* [Complete the following]
1. In the Fine and Raw Chocolate article, reproduce word for word the passage starting with "In the factory’s rear, under" and going on through "narrow conveyor belt.".
2. Answer these questions from the Fine and Raw Chocolate article:
(a) In what year was Fine and Raw Chocolate launched?
(b) In which neighborhood is the company's factory located?
(c) How did Sklaar obtain his green card?

* [Selected passage]
════════════════
He LeApt From Finance to The World Of Artisanal Raw Chocolate
Published in Forbes on April 27, 2017
Daniel Sklaar immigrated to New York City from South Africa to pursue a career in finance; he became an artisanal raw chocolate entrepreneur in Brooklyn instead. His company, Fine and Raw Chocolate, was launched in 2008, two years after he walked—more like sprinted—away from the financial industry.
Fine and Raw’s factory is in the formerly gritty, now gentrifying Bushwick neighborhood and smells of earthy roasted cacao beans. The renovated industrial space has a storefront shop, despite minimal foot traffic. It’s dotted with pallets piled with huge burlap sacks filled with cacao beans from Nicaragua, Uganda and other cacao producing countries. They sell artisanal chocolate bars, truffles and spreads in a variety of both unique and familiar flavors like mesquite, lucuma and vanilla, espresso and sea salt.
In the factory’s rear, under a hanging disco ball (used for special events) workers wearing industrial-chic jumpsuits make the chocolate. From hand-sorting trays of cacao beans, to topping truffles covered in a fresh layer of chocolate with hazelnuts as they cruise along a narrow conveyor belt.
Sklaar sits in the factory’s central, elevated open office, atop a glassed-in room. Underneath, several stainless steel vats of swirling chocolate are in the process of being stone-ground. Sporting a shirt with a thumbs up pattern in red and a pair of weathered skinny jeans, Sklaar explains why he turned his back on a career in finance. It was the reason he initially immigrated to New York City in 2004, made significantly easier with the green card he won in a lottery as a teenager.
“I’m a very creative person,” says Sklaar, “I’m a maker. That’s what I was born to do.” After two years of working as a financial analyst at a boutique firm, Sklaar realized, “Finance does not feed that soul urge at all.”
════════════════
* [Data shown]
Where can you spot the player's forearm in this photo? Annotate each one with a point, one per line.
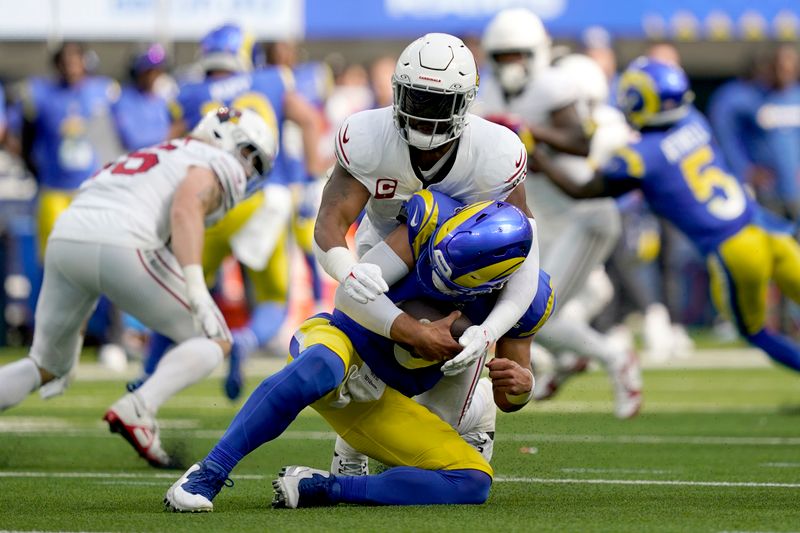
════════════════
* [Answers for this exercise]
1.
In the factory’s rear, under a hanging disco ball (used for special events) workers wearing industrial-chic jumpsuits make the chocolate. From hand-sorting trays of cacao beans, to topping truffles covered in a fresh layer of chocolate with hazelnuts as they cruise along a narrow conveyor belt.

2.
(a) 2008
(b) Bushwick
(c) He won it in a lottery as a teenager.